> **Text passage**:
Start of Block

Do young athletes risk their future health when they eat saturated fat?

Can adolescent athletes really eat as they please, free from anxiety about the health impact of dietary saturated fat, sugar, refined grains, prepackaged foods, and the other elements of the modern diet? Don’t the origins of cardiovascular disease begin at an early age and progress into adulthood? Here’s some typical research in this field:

Increased body mass index measured during childhood and young adult life and increased blood pressure and decreased HDL cholesterol levels measured during young adult life are associated with the presence of coronary artery calcification in young adults. (You can read the study here.)

In this study, overweight boys became overweight and hypertensive young men with heart disease. There were girls and women in the survey, but, well:

In young adult women, no childhood measurements showed a significant mean difference between those with and without coronary artery calcification.

These findings work against the hypothesis that diet-induced risk factors in childhood are tightly coupled with poor health outcomes in adult life. And we are probably a little lucky that we got to see this data at all. I mean, if the results of the analysis had not found a connection between overweight boys and young men with chronic illness, would the authors have bothered to publish it? There doesn’t seem to be much of a marketplace – literal or intellectual – for the studies that don’t find connections between childhood risk factors and adult chronic disease.

At least, not directly. Turns out there is lots of evidence that young athletes, without reference to what they ate as teenagers, are far less likely than non-athletes to develop chronic diseases as adults. These studies did not set out to suggest that adolescent athletes can eat aggressively to support athletic performance without fear of heightening their risk of adult chronic disease. But that this the implication.

Still, it is fairly standard for nutrition professionals to complain about teen athletes, outraged that teen athletes claim that they ‘can eat what they want’ because they train a lot. No! say these nutrition professionals. The athletes are wrong and are endangering their future health.

Yet it is hard to find good evidence to support the conclusions of these nutrition professionals, and fairly easy to find evidence that supports the free-eating ways of teen athletes.

End of Block

> **Entries shown**:
Start of Block

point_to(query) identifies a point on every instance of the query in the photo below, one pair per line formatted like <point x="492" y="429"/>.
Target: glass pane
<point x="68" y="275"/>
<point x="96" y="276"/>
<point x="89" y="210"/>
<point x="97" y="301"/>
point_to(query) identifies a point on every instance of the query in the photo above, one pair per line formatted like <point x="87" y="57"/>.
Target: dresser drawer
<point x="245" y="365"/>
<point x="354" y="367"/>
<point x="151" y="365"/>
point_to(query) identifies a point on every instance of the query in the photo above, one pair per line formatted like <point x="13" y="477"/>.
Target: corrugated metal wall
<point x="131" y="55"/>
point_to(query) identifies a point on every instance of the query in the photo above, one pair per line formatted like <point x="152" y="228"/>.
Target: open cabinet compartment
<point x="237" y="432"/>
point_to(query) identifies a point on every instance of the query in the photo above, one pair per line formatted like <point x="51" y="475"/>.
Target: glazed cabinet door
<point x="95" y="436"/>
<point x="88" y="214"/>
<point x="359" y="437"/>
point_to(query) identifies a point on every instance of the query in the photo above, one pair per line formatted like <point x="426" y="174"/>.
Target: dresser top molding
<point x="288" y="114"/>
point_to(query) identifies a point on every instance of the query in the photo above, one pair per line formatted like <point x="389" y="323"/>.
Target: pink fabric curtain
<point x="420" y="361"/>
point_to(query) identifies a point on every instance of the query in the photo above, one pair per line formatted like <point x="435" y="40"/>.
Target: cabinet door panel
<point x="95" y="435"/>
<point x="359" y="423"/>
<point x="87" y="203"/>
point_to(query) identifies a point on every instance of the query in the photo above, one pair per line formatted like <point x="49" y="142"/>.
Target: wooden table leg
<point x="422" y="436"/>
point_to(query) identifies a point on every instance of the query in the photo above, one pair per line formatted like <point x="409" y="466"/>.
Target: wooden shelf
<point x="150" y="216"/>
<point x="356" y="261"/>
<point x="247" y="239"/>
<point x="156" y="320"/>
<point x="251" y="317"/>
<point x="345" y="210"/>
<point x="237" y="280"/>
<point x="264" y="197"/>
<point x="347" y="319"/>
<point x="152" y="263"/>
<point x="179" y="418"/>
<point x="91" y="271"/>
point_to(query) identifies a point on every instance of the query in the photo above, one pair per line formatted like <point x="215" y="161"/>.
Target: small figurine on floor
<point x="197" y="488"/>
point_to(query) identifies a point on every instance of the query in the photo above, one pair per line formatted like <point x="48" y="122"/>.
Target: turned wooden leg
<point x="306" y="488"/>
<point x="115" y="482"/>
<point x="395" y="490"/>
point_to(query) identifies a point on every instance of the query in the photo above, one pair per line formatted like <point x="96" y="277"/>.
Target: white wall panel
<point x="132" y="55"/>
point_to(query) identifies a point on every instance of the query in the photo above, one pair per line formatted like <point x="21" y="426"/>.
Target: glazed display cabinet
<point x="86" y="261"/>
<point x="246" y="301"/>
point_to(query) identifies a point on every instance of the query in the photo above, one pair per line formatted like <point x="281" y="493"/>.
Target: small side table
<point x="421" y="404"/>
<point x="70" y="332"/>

End of Block

> **Prompt 1**: In the article on young athletes and saturated fat, what does the cited research say is associated with coronary artery calcification in young adults?
> **Prompt 2**: Output the part of the article on young athletes and saturated fat from "At least, not" up to and including "their future health.", word for word.
Answer from the article on young athletes and saturated fat alone, not from the listing.

> **Task response 1**: Increased body mass index during childhood and young adult life, and increased blood pressure and decreased HDL cholesterol during young adult life.

> **Task response 2**:
At least, not directly. Turns out there is lots of evidence that young athletes, without reference to what they ate as teenagers, are far less likely than non-athletes to develop chronic diseases as adults. These studies did not set out to suggest that adolescent athletes can eat aggressively to support athletic performance without fear of heightening their risk of adult chronic disease. But that this the implication.

Still, it is fairly standard for nutrition professionals to complain about teen athletes, outraged that teen athletes claim that they ‘can eat what they want’ because they train a lot. No! say these nutrition professionals. The athletes are wrong and are endangering their future health.